TEXT EXCERPT
Numerous studies have explored imaging technologies, processing techniques, and computational models for poultry weight estimation and monitoring systems. Imaging systems rely on visual light (CCD, CMOS), thermal and infrared sensors, and advanced modalities like MRI and CT [13]. Image processing is vital for enhancing accuracy, with color space transformations to HSV and Lab improving object segmentation, as demonstrated in sick broiler detection systems [14,15]. Weight estimation approaches include regression models [16], ANN [17], and SVR techniques [18]. Feature extraction is critical, with 2D features such as area and perimeter [19] and 3D features like volume and surface area [18,20,21] commonly used. Anatomical features such as carcass areas have also been employed for weight prediction [22]. Integrating cloud and edge computing introduces scalability and real-time processing capabilities but poses challenges like latency and resource optimization. These infrastructures are essential for advancing poultry weight estimation systems by enabling distributed computation while addressing unique challenges [21,23]. Despite these advancements, a critical gap remains in ensuring the quality and usability of data collected in real-world environments, where infrastructure and operational constraints significantly influence outcomes. Data collection is inherently challenging due to hardware contamination, unstable weighing platforms, and animal behaviors that hinder accurate measurements [8,24]. We addressed this gap by focusing on methods to maximize the value of collected data, even in the presence of practical problems.

[Some entries]
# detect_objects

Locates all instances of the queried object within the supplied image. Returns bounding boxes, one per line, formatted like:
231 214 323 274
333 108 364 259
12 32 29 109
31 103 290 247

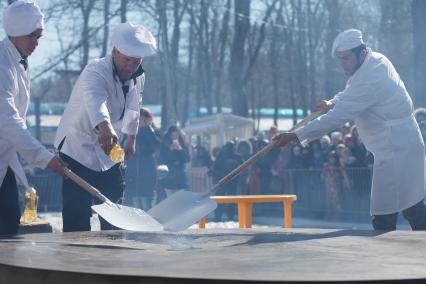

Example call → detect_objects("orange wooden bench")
198 195 297 229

LIST OF TASKS
1. Copy out the entries above line for line, leaving out the picture.
2. Continue the passage on poultry weight estimation from the point where it ends.

ANSWERS BELOW
1.
# detect_objects

Locates all instances of the queried object within the supplied image. Returns bounding boxes, one per line, formatted like:
231 214 323 274
333 108 364 259
12 32 29 109
31 103 290 247


Example call → detect_objects("orange wooden bench")
198 195 297 229

2.
3. Materials and Methods

Our research was carried out on a large-scale goose farm in Northern Hungary. The farm has eight barns measuring 12 m × 72 m × 2.5 m. The production is a two-stage type, with pre-rearing up to 7 weeks. After this period, the geese are placed in the stuffing shed, where they stay for two weeks before being transported to the slaughterhouse. The bedding material is chopped wheat straw. After the day-old geese are received, the litter straw is supplemented with fresh wheat straw by strawing twice a week. The housing technology iss fully automated. An automatic feeding system fills the dry feed into the daily bins of the feeding lines. The feed is then filled into the circular feeding pens on the feeding lines by a motor at the end of the lines. The water permeability of the drinking lines with valves is adapted to the geese’s needs. Computer-controlled ventilation (automatic opening and closing of fans and air inlets), heating technology with heat blowers, and cooling with cooling pads ensure an age-appropriate housing environment for the geese (Figure 1 and Figure 2). The density of the birds is ten geese/m². The geese are French Landes geese, which can reach 6 kg individual body weight by the end of the 7-week pre-rearing period.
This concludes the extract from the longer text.